Exercise instructions
What follows is a set of records; repeat all of them exactly.

Task material
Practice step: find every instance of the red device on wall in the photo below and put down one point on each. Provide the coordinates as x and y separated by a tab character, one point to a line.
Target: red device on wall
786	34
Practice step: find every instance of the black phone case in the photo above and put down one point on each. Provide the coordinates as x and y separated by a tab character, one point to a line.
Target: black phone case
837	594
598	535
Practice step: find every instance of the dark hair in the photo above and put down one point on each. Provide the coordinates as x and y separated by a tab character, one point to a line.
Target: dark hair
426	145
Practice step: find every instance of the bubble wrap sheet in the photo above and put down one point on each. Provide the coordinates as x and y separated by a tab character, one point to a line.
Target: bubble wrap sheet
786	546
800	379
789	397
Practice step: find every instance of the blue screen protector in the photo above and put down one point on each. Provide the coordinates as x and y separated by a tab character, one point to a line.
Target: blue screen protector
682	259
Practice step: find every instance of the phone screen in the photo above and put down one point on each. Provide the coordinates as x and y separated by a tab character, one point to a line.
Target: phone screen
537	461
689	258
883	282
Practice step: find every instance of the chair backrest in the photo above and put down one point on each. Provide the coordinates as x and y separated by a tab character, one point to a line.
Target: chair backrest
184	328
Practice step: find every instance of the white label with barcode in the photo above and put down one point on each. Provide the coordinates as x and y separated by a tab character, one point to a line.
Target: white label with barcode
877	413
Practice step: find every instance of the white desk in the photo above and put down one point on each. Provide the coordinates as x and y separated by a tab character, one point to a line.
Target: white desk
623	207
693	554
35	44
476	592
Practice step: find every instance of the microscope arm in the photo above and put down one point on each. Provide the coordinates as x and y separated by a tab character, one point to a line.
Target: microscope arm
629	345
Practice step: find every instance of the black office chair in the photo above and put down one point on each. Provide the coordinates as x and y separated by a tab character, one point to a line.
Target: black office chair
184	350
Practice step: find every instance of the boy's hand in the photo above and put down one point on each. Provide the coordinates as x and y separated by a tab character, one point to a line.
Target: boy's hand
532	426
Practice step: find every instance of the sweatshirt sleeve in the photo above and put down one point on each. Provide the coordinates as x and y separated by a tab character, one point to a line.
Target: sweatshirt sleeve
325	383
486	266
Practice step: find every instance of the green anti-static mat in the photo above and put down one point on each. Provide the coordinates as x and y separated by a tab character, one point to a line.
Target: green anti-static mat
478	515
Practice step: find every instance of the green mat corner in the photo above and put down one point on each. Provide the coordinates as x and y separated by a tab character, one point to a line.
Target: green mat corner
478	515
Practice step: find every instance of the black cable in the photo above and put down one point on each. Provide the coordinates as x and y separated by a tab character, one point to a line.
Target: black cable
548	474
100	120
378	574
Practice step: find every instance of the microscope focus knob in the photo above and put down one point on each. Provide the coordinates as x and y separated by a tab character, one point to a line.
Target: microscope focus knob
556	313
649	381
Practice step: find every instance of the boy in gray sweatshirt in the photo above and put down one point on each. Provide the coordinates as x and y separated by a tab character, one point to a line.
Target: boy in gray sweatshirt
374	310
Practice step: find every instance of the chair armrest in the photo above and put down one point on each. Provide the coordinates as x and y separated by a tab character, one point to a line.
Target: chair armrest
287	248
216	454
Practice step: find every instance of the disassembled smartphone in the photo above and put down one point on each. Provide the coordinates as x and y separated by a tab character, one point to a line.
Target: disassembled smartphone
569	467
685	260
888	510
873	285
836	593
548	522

Response for this exercise
Practice step: find every instance of the red device on wall in the photo below and put down one point on each. Provide the coordinates as x and y separated by a tab character, one point to a line.
Target: red device on wall
786	34
Practice step: find every instance of the black phone case in the photo above and put down one point on each. Provide the coordinates as x and y separated by a tab character, one point to a line.
Target: black phone case
837	594
598	535
Practice step: find every instance of the dark hair in the photo above and put down one point on each. Provide the coordinates as x and y separated by a tab character, one point to a line.
Target: dark hair
426	145
Practice step: find every instance of the bubble wrap sheet in the photo above and put down one point on each. Provide the coordinates as x and y separated by a tab character, one point to a line.
Target: bubble wrap sheet
786	546
800	379
789	397
Practice step: find every instance of the blue screen protector in the photo above and put down one point on each. Provide the coordinates as x and y separated by a tab character, one point to a line.
Target: blue screen protector
682	259
Practice step: find every instance of the phone screen in the photo above and put down one point on each. Provide the coordinates as x and y separated by a tab character, one point to a line.
Target: phone screen
537	461
689	258
883	282
Practice step: find every instance of the chair backrest in the photo above and put down one point on each. Provide the coordinates as x and y separated by a tab character, one point to a line.
Target: chair backrest
184	328
Practice step: find every instance of the white label with barcode in the photo above and put down one point on each. Provide the coordinates as x and y separated by a tab character, one point to a line.
Target: white label with barcode
877	413
Practice step: find every instance of the white desk in the photo above and put down one point on each. Provide the coordinates as x and y separated by a tab character, one point to a line.
Target: white desk
623	207
693	554
35	44
476	592
Practice step: find every instance of the microscope arm in the photo above and put down one point on each. Provide the coordinates as x and y separated by a tab character, one point to a line.
Target: microscope arm
629	345
Practice step: find every instance of the black office chair in the photo above and put down one point on each. Provide the coordinates as x and y separated by a tab character, one point to a line.
Target: black office chair
184	350
Practice step: find every instance of the boy's hand in the photo above and put down one point on each. Provide the coordinates as x and y separated by a tab character, one point to a line.
Target: boy's hand
532	426
Practice step: find every instance of the sweatshirt sleeve in the photo above and put down one point on each. Provide the coordinates as x and y separated by a tab character, one point to a line.
Target: sweatshirt sleeve
325	383
486	266
Practice step: find every instance of the green anti-static mat in the photo above and put down one point on each. Provide the coordinates as x and y separated by a tab character, one point to a line.
Target: green anti-static mat
478	515
Practice step: find every instance of the green mat corner in the photo above and put down one point on each. Provide the coordinates as x and y separated by a tab character, one point to a line.
Target: green mat corner
478	515
Practice step: find every instance of the black cable in the photo above and put down one point on each. Provide the coordinates as x and y separated by a tab character, one point to a line.
Target: black cable
548	474
100	120
378	574
Practice step: find every instance of the microscope focus knob in the photo above and put down one point on each. Provide the coordinates as x and y separated by a tab character, one point to a line.
Target: microscope focus knob
556	313
649	381
Practice step: find every instance of the boy in gray sweatshirt in the photo above and put down one point on each. Provide the coordinates as x and y separated by a tab character, one point to a line.
Target: boy in gray sweatshirt
374	310
Practice step: find every instance of the chair armrest in the photo above and put down one point on each. Provide the coordinates as x and y separated by a tab character, one point to a line.
Target: chair armrest
287	248
216	454
Practice step: find every instance of the disassembled smartphone in the photo above and put down one point on each. Provide the coordinates as x and y separated by a tab character, one point to a line.
Target: disassembled smartphone
569	467
685	260
888	510
873	285
836	593
548	522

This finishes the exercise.